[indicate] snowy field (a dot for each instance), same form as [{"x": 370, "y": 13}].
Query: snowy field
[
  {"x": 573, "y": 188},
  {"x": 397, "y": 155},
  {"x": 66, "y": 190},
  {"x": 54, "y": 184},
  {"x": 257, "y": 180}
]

WORK TO BE COMPLETED:
Would you write out the whole listing word for word?

EXERCISE SOLUTION:
[indicate] snowy field (a dot for each instance), same form as [{"x": 370, "y": 13}].
Query: snowy field
[
  {"x": 573, "y": 188},
  {"x": 397, "y": 155},
  {"x": 66, "y": 190},
  {"x": 54, "y": 184},
  {"x": 257, "y": 180}
]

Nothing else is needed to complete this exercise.